Given task: Reproduce each line of the listing exactly.

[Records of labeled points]
▬▬▬
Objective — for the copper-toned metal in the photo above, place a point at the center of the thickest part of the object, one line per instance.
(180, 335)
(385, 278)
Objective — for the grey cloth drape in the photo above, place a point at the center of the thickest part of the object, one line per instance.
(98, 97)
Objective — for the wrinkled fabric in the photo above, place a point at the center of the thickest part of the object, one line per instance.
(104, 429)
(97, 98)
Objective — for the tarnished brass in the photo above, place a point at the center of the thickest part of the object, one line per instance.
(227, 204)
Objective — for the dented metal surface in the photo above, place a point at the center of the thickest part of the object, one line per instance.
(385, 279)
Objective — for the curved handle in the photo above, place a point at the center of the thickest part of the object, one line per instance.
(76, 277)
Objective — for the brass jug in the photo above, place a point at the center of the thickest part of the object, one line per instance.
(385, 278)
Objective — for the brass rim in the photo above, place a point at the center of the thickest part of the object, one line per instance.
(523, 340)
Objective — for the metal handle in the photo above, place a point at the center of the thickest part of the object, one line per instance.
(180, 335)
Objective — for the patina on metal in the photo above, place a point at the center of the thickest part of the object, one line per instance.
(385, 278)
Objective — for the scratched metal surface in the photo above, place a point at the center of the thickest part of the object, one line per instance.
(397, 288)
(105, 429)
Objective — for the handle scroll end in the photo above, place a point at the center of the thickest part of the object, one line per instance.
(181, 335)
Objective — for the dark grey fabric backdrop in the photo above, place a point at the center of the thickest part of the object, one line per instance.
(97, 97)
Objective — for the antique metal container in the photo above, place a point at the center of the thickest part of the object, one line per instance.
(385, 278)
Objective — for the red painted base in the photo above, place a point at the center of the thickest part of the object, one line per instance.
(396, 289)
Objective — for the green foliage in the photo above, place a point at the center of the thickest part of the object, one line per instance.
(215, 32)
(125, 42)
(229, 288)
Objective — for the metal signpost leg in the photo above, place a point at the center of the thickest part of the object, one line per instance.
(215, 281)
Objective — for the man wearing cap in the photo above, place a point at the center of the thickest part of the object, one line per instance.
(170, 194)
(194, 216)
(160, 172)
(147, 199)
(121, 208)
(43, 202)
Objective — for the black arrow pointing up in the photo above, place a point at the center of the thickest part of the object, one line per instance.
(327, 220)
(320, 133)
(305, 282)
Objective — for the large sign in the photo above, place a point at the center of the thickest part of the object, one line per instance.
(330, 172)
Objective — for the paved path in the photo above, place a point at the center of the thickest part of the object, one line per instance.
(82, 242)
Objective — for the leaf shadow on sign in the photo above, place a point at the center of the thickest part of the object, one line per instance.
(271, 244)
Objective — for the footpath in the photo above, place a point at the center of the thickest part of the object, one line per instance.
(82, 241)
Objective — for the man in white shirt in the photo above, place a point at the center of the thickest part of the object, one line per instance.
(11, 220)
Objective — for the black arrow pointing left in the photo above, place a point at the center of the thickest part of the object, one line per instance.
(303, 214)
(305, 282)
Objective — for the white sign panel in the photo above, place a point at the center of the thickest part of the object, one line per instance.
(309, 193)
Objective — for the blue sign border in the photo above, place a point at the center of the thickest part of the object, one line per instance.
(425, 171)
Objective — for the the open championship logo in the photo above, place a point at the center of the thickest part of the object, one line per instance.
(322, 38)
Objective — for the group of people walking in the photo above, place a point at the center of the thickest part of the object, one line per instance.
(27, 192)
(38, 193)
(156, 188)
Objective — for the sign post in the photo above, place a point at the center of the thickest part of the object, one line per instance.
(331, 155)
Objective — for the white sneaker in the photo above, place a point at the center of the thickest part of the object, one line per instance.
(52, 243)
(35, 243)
▬▬▬
Solution for this problem:
Objective — for the copper-toned metal in the photo above, place a point at the center of the thickest part of the object, one line per instance.
(180, 335)
(385, 278)
Objective — for the grey cloth drape in the photo above, place a point at the center of the thickest part of the object, one line per instance.
(98, 97)
Objective — for the wrinkled fabric in the photo above, place a point at the center of the thickest part of the object, one line per instance.
(104, 429)
(97, 98)
Objective — for the tarnished brass in the photo above, place a point at the center of the thickest part of the object, one line per instance.
(227, 204)
Objective — for the dented metal surface in the photo above, place a point at the center of the thickest part of the object, one line per instance.
(385, 279)
Objective — for the curved handle in the photo above, place a point at the center of the thickest part of the object, one line per instance.
(76, 277)
Objective — for the brass jug in the photo above, place a point at the center of the thickest part of the object, one line per instance.
(385, 278)
Objective — for the brass rim in the photo above, place a point at the center of the thickest part of the object, one line per instance.
(523, 340)
Objective — for the metal handle in the photo above, place a point at the center of the thickest part of the object, one line per instance.
(180, 335)
Objective — for the patina on metal in the photo above, place a point at the center of the thickest part of the object, one line per instance.
(385, 278)
Objective — for the scratched metal surface in the photo above, place a point at the center of the thickest part of the object, one line per instance.
(397, 288)
(105, 429)
Objective — for the handle scroll end in the photo above, place a point at the center of the thickest part of the object, one line per instance.
(181, 335)
Objective — for the dark grey fabric backdrop in the photo above, place a point at the center of the thickest part of the object, one line per instance.
(97, 97)
Objective — for the antique metal container in the photo above, place a point at the center of the thickest part of the object, one line per instance.
(385, 278)
Objective — for the red painted base in the photo above, place a point at the center of the thickest part of the object, one line per instance.
(396, 289)
Objective — for the green foliage in the photo above, place a point at the center of the thickest part of the object, one line per instance.
(215, 32)
(125, 42)
(229, 288)
Objective — for the metal signpost leg in the photo above, place a point at the center of the thickest part of the object, one line per instance.
(215, 281)
Objective — for the man wearing cap in the photo above, place a point at the center of the thickest part of the object, one line per instance.
(170, 194)
(194, 216)
(160, 172)
(147, 199)
(121, 208)
(43, 202)
Objective — for the black arrow pointing up in the photo above, place a point at the center of the thickest part of the object, one line per instance.
(327, 220)
(320, 133)
(305, 282)
Objective — for the large sign in the photo above, place a point at the center of the thickest part of the object, one line per instance.
(330, 172)
Objective — for the paved path in the photo above, place a point at the center of the thickest part of the object, one line per instance.
(82, 242)
Objective — for the leaf shadow on sign in the photo above, place a point at the center of the thickest part of the object, one line per instance.
(271, 244)
Objective — for the footpath in the photo above, place a point at the center of the thickest part of the object, one line per instance.
(82, 241)
Objective — for the man in white shirt in the photo above, place a point at the center of the thickest part of the object, one line per instance.
(11, 220)
Objective — for the black arrow pointing left in the photo above, place a point at the center of the thickest part of the object, one line per instance.
(303, 214)
(305, 282)
Objective — for the white sign panel in the photo above, place a point at the center of the thickest part of the object, one line per instance.
(309, 193)
Objective — for the blue sign border in the photo above, place a point at the center of the thickest part of the object, one line per instance.
(425, 171)
Objective — for the the open championship logo in the photo above, place a point at the center of the thickest part of the object, one line per instance.
(322, 38)
Objective — for the group of people walking in the photo above, place a point at the center of the thickest part of the object, one line per instance.
(27, 192)
(38, 193)
(156, 188)
Objective — for the sign post in the photo above, place a point at the center of the thickest part of the object, one line per instance.
(331, 155)
Objective — for the white sneaker in the photo above, place a point at the center of the thickest part of the object, one line per instance.
(52, 243)
(35, 243)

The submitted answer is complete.